Extracted records:
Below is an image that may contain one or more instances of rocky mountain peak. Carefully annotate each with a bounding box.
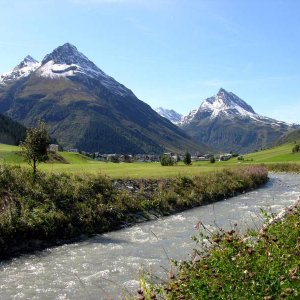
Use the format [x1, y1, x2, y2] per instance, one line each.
[18, 55, 39, 67]
[217, 87, 227, 95]
[0, 56, 40, 85]
[38, 43, 133, 97]
[200, 88, 256, 118]
[41, 43, 89, 66]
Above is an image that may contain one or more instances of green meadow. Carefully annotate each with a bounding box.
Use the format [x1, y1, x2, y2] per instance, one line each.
[243, 142, 300, 162]
[1, 142, 300, 178]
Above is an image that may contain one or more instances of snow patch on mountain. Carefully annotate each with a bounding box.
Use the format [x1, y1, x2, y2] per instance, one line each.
[180, 109, 198, 125]
[0, 56, 40, 85]
[155, 107, 183, 124]
[37, 43, 132, 97]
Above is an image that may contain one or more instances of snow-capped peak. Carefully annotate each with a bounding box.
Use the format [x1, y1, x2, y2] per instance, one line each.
[200, 88, 257, 118]
[180, 88, 294, 127]
[42, 43, 91, 66]
[155, 107, 183, 124]
[19, 55, 39, 67]
[0, 55, 40, 85]
[181, 88, 259, 125]
[37, 43, 132, 97]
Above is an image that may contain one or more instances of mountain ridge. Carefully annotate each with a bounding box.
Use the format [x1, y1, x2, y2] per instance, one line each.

What you need to do:
What is needed is each line of the entries that contains the word "peak".

Finished task:
Below is an image that may contain one or more instances of rocky mountain peak. Carefully annotate each with a bounding box.
Above is an image that may contain one or more instances of snow-capped peak. Carefully annotate each with a bounding box.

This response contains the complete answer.